>> START RECORDS
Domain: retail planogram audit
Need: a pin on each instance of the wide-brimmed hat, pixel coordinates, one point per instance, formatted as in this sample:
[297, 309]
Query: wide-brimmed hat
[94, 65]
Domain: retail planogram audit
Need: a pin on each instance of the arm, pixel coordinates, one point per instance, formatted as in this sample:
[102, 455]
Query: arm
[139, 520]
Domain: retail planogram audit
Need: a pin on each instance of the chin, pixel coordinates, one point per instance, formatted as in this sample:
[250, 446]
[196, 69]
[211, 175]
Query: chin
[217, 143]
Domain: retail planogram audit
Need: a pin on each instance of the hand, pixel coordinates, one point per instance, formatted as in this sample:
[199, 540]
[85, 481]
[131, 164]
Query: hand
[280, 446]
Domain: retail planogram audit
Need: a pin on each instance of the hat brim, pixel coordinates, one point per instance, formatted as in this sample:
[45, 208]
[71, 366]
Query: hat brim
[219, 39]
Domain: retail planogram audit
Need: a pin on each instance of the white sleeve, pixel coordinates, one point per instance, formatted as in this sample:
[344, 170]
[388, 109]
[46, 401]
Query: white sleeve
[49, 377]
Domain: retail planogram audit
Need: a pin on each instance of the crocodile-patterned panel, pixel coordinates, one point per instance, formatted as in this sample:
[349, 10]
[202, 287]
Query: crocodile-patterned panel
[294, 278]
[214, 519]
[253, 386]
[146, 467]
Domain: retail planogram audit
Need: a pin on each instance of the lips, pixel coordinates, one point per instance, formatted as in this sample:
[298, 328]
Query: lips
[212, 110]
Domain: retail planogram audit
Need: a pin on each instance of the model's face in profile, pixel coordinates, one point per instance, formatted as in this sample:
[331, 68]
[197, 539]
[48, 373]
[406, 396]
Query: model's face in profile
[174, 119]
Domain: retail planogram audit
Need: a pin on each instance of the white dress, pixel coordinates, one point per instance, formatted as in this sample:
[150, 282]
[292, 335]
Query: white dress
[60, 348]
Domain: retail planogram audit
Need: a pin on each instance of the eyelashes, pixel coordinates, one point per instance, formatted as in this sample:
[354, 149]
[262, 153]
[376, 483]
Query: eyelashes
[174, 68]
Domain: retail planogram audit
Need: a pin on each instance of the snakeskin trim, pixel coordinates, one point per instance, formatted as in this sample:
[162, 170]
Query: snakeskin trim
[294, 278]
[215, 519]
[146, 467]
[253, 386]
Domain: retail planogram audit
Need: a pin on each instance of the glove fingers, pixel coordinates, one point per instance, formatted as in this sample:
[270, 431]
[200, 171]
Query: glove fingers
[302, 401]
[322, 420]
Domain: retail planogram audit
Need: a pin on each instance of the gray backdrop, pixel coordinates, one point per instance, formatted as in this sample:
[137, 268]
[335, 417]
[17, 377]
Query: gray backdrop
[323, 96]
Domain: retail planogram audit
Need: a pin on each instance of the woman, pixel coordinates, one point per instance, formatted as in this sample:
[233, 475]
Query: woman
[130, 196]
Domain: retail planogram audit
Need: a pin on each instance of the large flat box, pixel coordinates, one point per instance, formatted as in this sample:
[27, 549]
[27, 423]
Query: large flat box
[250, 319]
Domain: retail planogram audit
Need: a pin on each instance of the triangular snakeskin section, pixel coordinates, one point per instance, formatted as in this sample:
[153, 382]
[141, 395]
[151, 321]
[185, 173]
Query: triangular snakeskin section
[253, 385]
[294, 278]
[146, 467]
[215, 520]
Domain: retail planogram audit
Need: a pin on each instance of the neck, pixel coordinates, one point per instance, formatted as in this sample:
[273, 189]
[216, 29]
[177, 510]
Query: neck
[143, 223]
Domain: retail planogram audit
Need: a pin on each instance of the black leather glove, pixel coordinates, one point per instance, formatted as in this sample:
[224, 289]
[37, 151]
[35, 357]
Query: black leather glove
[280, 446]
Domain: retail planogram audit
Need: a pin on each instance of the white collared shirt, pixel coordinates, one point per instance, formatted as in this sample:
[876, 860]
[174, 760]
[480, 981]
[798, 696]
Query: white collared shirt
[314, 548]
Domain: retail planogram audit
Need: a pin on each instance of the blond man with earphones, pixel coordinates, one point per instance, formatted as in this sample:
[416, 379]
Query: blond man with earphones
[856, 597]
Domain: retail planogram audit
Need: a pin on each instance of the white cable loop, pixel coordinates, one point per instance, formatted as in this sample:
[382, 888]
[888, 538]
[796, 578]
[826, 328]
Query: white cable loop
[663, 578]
>> END RECORDS
## YOUR TASK:
Retype the whole listing above exactly.

## RESULT OF THE EXERCISE:
Domain: retail planogram audit
Need: a pin on each instance of the wide-brimmed hat, pixel coordinates, one point per instance, formatted as in this sample:
[297, 309]
Query: wide-brimmed hat
[94, 65]
Domain: retail planogram audit
Need: a pin on each instance of the arm, pixel coordinates, one point per instance, formatted as in this sample:
[102, 455]
Query: arm
[139, 520]
Domain: retail planogram audit
Need: a pin on each instance of the chin, pixel coordinates, one point per instance, formatted as in this sample:
[250, 446]
[196, 69]
[211, 175]
Query: chin
[217, 143]
Domain: retail planogram audit
Need: a pin on each instance of the hand, pixel coordinates, one point per instance, formatted as in this sample:
[199, 540]
[85, 481]
[131, 164]
Query: hand
[280, 446]
Domain: retail planogram audit
Need: a pin on each instance of the hat brim, pixel coordinates, one point per instance, formatted as in this sample:
[45, 208]
[71, 366]
Query: hat brim
[219, 39]
Domain: retail planogram audit
Need: a pin on each instance of the white sleeve, pixel coordinates, one point per instance, formatted as in this sample:
[344, 170]
[388, 109]
[46, 401]
Query: white sleeve
[49, 377]
Domain: retail planogram audit
Need: a pin on each instance of the crocodile-patterned panel, pixel coordinates, one point per instance, formatted as in this sample:
[349, 10]
[202, 287]
Query: crocodile-patterned panel
[294, 278]
[214, 519]
[253, 386]
[146, 467]
Domain: retail planogram audit
Need: a pin on each instance of the lips, pixel coordinates, one point per instance, formatted as in this sample:
[298, 328]
Query: lips
[212, 110]
Domain: retail planogram audit
Need: a pin on each instance of the model's face in profile, pixel coordinates, one point per instance, formatted as in this sample:
[331, 68]
[197, 539]
[48, 373]
[406, 396]
Query: model's face in profile
[174, 119]
Domain: retail planogram audit
Need: a pin on each instance of the white dress, pixel coordinates, one point per instance, formatted as in this sample:
[150, 282]
[292, 335]
Query: white dress
[60, 348]
Domain: retail planogram audit
Need: a pin on each instance of the eyelashes, pixel coordinates, one point per instance, formatted as in this sample:
[354, 149]
[262, 153]
[376, 483]
Query: eyelashes
[174, 68]
Domain: retail planogram audit
Need: a pin on each instance of the snakeskin trim, pixel coordinates, one point per instance, formatted as in this sample:
[162, 170]
Query: snakeskin trim
[294, 278]
[215, 519]
[146, 467]
[253, 386]
Domain: retail planogram audit
Need: a pin on each instance of the glove fingers, pixel coordinates, one point per instance, formatted as in this sample:
[270, 431]
[200, 171]
Query: glove fingers
[302, 401]
[322, 420]
Domain: retail planogram audit
Need: a pin on each instance of the gray backdrop, pixel coordinates, one point per instance, formatted as in this sample:
[137, 268]
[335, 417]
[17, 377]
Query: gray backdrop
[323, 96]
Domain: retail planogram audit
Need: a pin on each instance of the woman, pixel coordinates, one point per instance, formatted as in this sample:
[233, 475]
Query: woman
[130, 196]
Domain: retail planogram audit
Need: a pin on each instance of the large flat box, pixel coordinates, one point per instance, formatted as in this sample:
[27, 549]
[27, 423]
Query: large flat box
[250, 319]
Domain: retail planogram audit
Need: a pin on each instance of the triangular snakeskin section, pixel coordinates, one point per instance, formatted as in this sample:
[153, 382]
[141, 395]
[151, 321]
[185, 173]
Query: triangular snakeskin section
[253, 385]
[294, 278]
[146, 467]
[215, 520]
Domain: retail planogram audit
Need: a pin on each instance of the neck, pixel coordinates, one point per instance, formatted as in this sample:
[273, 189]
[216, 29]
[177, 510]
Query: neck
[143, 223]
Domain: retail planogram audit
Need: a pin on each instance of the black leather glove, pixel coordinates, one point per instance, formatted as in this sample:
[224, 289]
[37, 151]
[35, 357]
Query: black leather glove
[280, 446]
Domain: retail planogram audit
Need: a pin on each instance of the white collared shirt, pixel coordinates, one point per instance, formatted as in this sample:
[876, 860]
[174, 760]
[480, 981]
[798, 696]
Query: white collared shirt
[314, 548]
Domain: retail planogram audit
Need: a pin on each instance of the blond man with earphones, pixel coordinates, one point per instance, formatted as in this sample:
[416, 379]
Query: blond man with earphones
[856, 597]
Domain: retail planogram audit
Need: a pin on each instance of the white cable loop, pixel coordinates, one point per instance, formatted as in this sample:
[382, 888]
[888, 538]
[796, 578]
[826, 328]
Query: white cable loop
[663, 578]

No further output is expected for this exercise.